**Records provided**

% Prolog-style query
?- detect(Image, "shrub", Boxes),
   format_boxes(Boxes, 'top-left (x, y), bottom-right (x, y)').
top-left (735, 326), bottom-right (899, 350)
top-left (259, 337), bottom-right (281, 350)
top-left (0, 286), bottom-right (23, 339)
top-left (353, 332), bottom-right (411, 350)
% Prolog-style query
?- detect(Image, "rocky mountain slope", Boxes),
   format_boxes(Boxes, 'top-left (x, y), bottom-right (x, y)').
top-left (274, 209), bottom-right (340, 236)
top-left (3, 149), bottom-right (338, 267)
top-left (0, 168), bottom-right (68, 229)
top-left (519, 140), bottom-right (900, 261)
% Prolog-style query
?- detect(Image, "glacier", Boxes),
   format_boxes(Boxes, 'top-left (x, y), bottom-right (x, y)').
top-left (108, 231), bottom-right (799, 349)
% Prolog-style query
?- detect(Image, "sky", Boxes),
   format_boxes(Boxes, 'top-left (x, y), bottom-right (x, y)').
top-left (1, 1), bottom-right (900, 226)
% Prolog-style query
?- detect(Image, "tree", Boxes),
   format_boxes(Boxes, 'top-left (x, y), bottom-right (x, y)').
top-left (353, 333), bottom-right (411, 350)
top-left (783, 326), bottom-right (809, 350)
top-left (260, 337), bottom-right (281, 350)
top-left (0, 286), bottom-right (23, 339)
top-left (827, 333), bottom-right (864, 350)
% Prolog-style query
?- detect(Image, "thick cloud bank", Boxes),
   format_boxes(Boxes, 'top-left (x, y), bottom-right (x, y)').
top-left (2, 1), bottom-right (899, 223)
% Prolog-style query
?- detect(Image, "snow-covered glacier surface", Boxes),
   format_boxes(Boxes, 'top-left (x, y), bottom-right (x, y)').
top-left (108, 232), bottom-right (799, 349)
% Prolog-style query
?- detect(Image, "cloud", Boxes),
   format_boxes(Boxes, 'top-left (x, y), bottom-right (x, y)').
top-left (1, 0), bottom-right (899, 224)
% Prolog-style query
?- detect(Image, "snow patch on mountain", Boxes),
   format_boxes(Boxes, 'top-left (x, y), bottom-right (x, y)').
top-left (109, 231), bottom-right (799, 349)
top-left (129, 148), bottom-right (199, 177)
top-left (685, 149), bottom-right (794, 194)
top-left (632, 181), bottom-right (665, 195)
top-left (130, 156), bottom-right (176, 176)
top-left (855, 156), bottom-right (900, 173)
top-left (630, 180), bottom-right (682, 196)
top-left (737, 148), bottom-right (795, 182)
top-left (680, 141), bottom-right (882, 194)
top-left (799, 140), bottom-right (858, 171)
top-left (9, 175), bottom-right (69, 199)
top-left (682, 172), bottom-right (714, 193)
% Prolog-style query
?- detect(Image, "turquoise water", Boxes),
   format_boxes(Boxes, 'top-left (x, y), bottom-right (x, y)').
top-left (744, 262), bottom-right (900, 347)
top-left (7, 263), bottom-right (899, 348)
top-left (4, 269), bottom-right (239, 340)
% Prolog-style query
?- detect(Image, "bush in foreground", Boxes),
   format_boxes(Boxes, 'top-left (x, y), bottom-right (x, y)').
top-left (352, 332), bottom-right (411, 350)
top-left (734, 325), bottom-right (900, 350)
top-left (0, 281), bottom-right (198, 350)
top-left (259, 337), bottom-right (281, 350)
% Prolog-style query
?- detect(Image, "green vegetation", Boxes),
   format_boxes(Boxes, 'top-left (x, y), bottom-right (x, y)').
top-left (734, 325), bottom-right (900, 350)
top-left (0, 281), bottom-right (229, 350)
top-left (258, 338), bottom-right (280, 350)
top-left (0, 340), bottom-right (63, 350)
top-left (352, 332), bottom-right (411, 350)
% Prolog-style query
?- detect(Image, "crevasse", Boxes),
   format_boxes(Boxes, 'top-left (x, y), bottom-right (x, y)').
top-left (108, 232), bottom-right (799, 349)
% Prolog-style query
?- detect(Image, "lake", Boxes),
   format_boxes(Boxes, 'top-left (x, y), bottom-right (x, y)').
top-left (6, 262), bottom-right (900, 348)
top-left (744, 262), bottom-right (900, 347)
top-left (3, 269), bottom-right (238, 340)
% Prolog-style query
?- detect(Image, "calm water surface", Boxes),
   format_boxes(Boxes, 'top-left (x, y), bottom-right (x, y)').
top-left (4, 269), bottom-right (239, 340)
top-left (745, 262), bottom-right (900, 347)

**Task to carry out**
The complete material should be output once more, word for word.

**Task solution**
% Prolog-style query
?- detect(Image, "shrub", Boxes),
   format_boxes(Boxes, 'top-left (x, y), bottom-right (x, y)').
top-left (735, 326), bottom-right (899, 350)
top-left (259, 337), bottom-right (281, 350)
top-left (0, 286), bottom-right (23, 339)
top-left (353, 332), bottom-right (411, 350)
% Prolog-style query
?- detect(Image, "rocky mountain slope", Boxes),
   format_boxes(Boxes, 'top-left (x, y), bottom-right (x, y)').
top-left (274, 209), bottom-right (340, 236)
top-left (3, 149), bottom-right (338, 267)
top-left (0, 168), bottom-right (68, 229)
top-left (519, 140), bottom-right (900, 261)
% Prolog-style query
?- detect(Image, "glacier", Boxes),
   format_boxes(Boxes, 'top-left (x, y), bottom-right (x, y)').
top-left (108, 231), bottom-right (799, 349)
% Prolog-style query
?- detect(Image, "sky", Boxes),
   format_boxes(Boxes, 'top-left (x, y), bottom-right (x, y)').
top-left (1, 1), bottom-right (900, 226)
% Prolog-style query
?- detect(Image, "tree", Boxes),
   format_boxes(Boxes, 'top-left (x, y), bottom-right (x, y)').
top-left (353, 333), bottom-right (411, 350)
top-left (783, 326), bottom-right (809, 350)
top-left (260, 337), bottom-right (281, 350)
top-left (0, 286), bottom-right (23, 339)
top-left (827, 333), bottom-right (864, 350)
% Prolog-style query
?- detect(Image, "thick cloud bank", Boxes),
   format_boxes(Boxes, 'top-left (x, y), bottom-right (x, y)').
top-left (2, 1), bottom-right (899, 223)
% Prolog-style query
?- detect(Image, "snow-covered glacier surface", Boxes),
   format_boxes(Boxes, 'top-left (x, y), bottom-right (x, y)').
top-left (108, 232), bottom-right (799, 349)
% Prolog-style query
?- detect(Image, "cloud", Boxes),
   format_boxes(Boxes, 'top-left (x, y), bottom-right (x, y)').
top-left (1, 0), bottom-right (899, 224)
% Prolog-style query
?- detect(Image, "snow patch on mountain", Boxes),
   format_boxes(Boxes, 'top-left (x, y), bottom-right (x, y)').
top-left (109, 231), bottom-right (799, 349)
top-left (129, 148), bottom-right (199, 177)
top-left (685, 149), bottom-right (794, 194)
top-left (632, 181), bottom-right (665, 195)
top-left (130, 156), bottom-right (176, 176)
top-left (855, 156), bottom-right (900, 173)
top-left (630, 180), bottom-right (682, 196)
top-left (737, 148), bottom-right (795, 182)
top-left (680, 141), bottom-right (882, 194)
top-left (799, 140), bottom-right (858, 171)
top-left (9, 175), bottom-right (69, 199)
top-left (682, 172), bottom-right (714, 193)
% Prolog-style query
?- detect(Image, "turquoise water", Boxes),
   format_boxes(Boxes, 'top-left (x, y), bottom-right (x, y)').
top-left (744, 262), bottom-right (900, 347)
top-left (7, 263), bottom-right (899, 348)
top-left (4, 269), bottom-right (239, 340)
% Prolog-style query
?- detect(Image, "bush in foreground", Boxes),
   format_boxes(Boxes, 'top-left (x, y), bottom-right (x, y)').
top-left (352, 332), bottom-right (411, 350)
top-left (734, 325), bottom-right (900, 350)
top-left (0, 281), bottom-right (198, 350)
top-left (259, 337), bottom-right (281, 350)
% Prolog-style query
?- detect(Image, "green vegetation", Boxes),
   format_boxes(Boxes, 'top-left (x, y), bottom-right (x, y)').
top-left (734, 325), bottom-right (900, 350)
top-left (0, 281), bottom-right (229, 350)
top-left (258, 338), bottom-right (280, 350)
top-left (0, 340), bottom-right (63, 350)
top-left (352, 332), bottom-right (411, 350)
% Prolog-style query
?- detect(Image, "crevasse", Boxes),
   format_boxes(Boxes, 'top-left (x, y), bottom-right (x, y)').
top-left (108, 232), bottom-right (799, 349)
% Prolog-style query
?- detect(Image, "lake", Boxes),
   format_boxes(Boxes, 'top-left (x, y), bottom-right (x, y)').
top-left (6, 262), bottom-right (900, 348)
top-left (744, 262), bottom-right (900, 347)
top-left (3, 269), bottom-right (238, 340)
% Prolog-style query
?- detect(Image, "calm water surface", Boxes),
   format_boxes(Boxes, 'top-left (x, y), bottom-right (x, y)').
top-left (4, 269), bottom-right (239, 340)
top-left (745, 262), bottom-right (900, 347)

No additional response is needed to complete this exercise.